## Excerpted data
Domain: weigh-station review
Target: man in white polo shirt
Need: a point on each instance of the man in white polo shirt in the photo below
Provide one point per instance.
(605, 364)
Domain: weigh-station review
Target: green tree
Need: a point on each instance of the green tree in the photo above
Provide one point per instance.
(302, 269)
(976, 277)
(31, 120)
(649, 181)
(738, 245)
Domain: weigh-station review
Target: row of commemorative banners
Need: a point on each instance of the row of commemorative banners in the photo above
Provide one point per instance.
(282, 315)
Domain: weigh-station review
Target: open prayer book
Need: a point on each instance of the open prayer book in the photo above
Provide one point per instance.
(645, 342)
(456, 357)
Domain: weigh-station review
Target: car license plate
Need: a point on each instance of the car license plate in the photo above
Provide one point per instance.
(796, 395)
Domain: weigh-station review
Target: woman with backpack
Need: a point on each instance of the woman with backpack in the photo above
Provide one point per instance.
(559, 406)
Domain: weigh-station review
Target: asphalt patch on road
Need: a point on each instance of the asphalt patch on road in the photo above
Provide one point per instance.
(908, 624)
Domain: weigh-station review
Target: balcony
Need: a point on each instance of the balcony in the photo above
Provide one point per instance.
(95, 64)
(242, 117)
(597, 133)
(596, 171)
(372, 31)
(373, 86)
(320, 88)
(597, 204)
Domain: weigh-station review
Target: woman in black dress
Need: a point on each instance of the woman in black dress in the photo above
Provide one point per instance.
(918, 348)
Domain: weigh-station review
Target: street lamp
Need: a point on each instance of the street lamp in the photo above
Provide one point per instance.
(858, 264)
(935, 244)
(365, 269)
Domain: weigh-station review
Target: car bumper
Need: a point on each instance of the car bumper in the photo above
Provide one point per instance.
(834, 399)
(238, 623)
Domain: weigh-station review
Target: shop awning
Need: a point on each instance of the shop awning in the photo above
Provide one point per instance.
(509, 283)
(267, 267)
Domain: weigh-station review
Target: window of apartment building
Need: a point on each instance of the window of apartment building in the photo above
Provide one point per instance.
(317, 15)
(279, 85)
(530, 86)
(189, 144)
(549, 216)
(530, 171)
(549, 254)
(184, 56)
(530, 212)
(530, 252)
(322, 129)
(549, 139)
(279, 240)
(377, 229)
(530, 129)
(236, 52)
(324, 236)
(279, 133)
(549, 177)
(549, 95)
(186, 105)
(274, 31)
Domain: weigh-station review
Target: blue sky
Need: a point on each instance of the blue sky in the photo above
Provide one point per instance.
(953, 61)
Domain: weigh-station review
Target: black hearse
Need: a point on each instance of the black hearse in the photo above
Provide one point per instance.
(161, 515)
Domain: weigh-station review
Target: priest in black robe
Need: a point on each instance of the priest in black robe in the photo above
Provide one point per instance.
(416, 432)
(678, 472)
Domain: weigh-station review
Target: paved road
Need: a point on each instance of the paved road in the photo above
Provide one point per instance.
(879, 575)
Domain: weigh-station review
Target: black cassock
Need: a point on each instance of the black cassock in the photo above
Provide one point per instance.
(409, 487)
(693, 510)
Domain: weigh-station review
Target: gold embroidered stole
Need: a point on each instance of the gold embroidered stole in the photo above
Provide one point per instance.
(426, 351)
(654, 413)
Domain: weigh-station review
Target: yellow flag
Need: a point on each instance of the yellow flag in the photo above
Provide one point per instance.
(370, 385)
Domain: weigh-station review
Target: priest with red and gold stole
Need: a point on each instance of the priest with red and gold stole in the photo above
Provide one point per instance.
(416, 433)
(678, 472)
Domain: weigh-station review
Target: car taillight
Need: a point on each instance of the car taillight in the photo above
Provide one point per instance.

## Given exercise
Without leaving anything out, quote all the data.

## Exercise answer
Domain: weigh-station review
Target: man in white polo shirt
Need: a point on each instance of the man in white polo shirt in the photo below
Provide one point per instance.
(605, 364)
Domain: weigh-station review
Target: green tree
Need: a point on each instance of the green tree in the photo above
Provide one point per instance.
(302, 269)
(976, 277)
(31, 120)
(649, 181)
(738, 245)
Domain: weigh-station review
Target: row of commemorative banners
Need: a point on each instance of the row of commemorative banners in the photo above
Provide one point per instance.
(282, 315)
Domain: weigh-station review
Target: open prayer book
Need: a point on each instance of the open prayer book in the photo above
Provide one point per instance.
(645, 342)
(456, 357)
Domain: weigh-station review
Target: car license plate
Need: a point on each instance of the car license plate in the photo above
Provide one point per instance.
(796, 395)
Domain: weigh-station review
Target: woman with backpack
Need: a point on each instance of the woman with backpack in the photo above
Provide one point per instance.
(559, 406)
Domain: weigh-station review
Target: asphalt patch on road
Need: a point on each instance of the asphalt patch on road in the photo above
Provide one point per instance.
(908, 624)
Domain: weigh-station review
Target: balcony
Need: a point on each instance of the balcony in the photo above
Provide one point per instance.
(95, 64)
(242, 117)
(597, 133)
(596, 171)
(372, 31)
(373, 86)
(320, 88)
(597, 204)
Domain: weigh-station review
Target: woman in black dress
Need: a point on each instance of the woman in black dress in the photo above
Provide one point per instance.
(918, 348)
Domain: weigh-station review
Target: street lamp
Need: a point on each instance of the street lamp in the photo above
Provide one point per instance.
(858, 264)
(935, 244)
(365, 269)
Domain: weigh-station review
Target: car bumper
Need: a point on each instance of the car bumper in the photo above
Provide one point per instance.
(834, 399)
(238, 623)
Domain: weigh-station review
Target: shop awning
Need: a point on each instance of the shop awning in the photo above
Provide one point per instance.
(509, 283)
(267, 267)
Domain: weigh-station review
Target: window of apartment building
Need: a point on each instance of the window of apartment building in the photo above
Provide one point per instance.
(317, 15)
(279, 85)
(530, 86)
(189, 144)
(549, 216)
(530, 171)
(549, 254)
(184, 56)
(530, 212)
(530, 252)
(322, 129)
(549, 139)
(279, 240)
(377, 229)
(530, 129)
(236, 52)
(324, 236)
(279, 133)
(549, 177)
(549, 95)
(186, 105)
(274, 31)
Domain: weigh-station review
Target: blue sky
Need: a point on each instance of the blue sky in the photo above
Provide one point per instance.
(953, 61)
Domain: weigh-station review
Target: black hearse
Need: a point on each instance of the black hearse in the photo above
Provide one point per instance.
(161, 515)
Domain: weigh-station review
Target: priest in black robe
Need: a point on each instance of the priest in black robe in the photo above
Provide one point per instance.
(416, 432)
(678, 472)
Domain: weigh-station review
Target: paved road
Need: a point on each instance of the paved road in the photo above
Provide one point per instance.
(879, 575)
Domain: weigh-station review
Target: black cassock
Need: a point on each instance of the black cassock in the photo above
Provide one point per instance.
(409, 487)
(693, 510)
Domain: weigh-station review
Target: gold embroidered stole
Need: a point on each instance of the gold embroidered stole in the photo above
Provide one point per instance.
(426, 351)
(654, 413)
Domain: weigh-station review
Target: yellow flag
Need: a point on each instance of the yellow flag in the photo above
Provide one point per instance.
(370, 385)
Domain: weigh-station review
Target: priest with red and gold stole
Need: a point on each instance of the priest with red and gold stole in the photo above
Provide one point per instance.
(416, 433)
(678, 472)
Domain: weigh-station review
Target: car taillight
Need: a point on each instance of the car taillight in the photo above
Provide one point per instance.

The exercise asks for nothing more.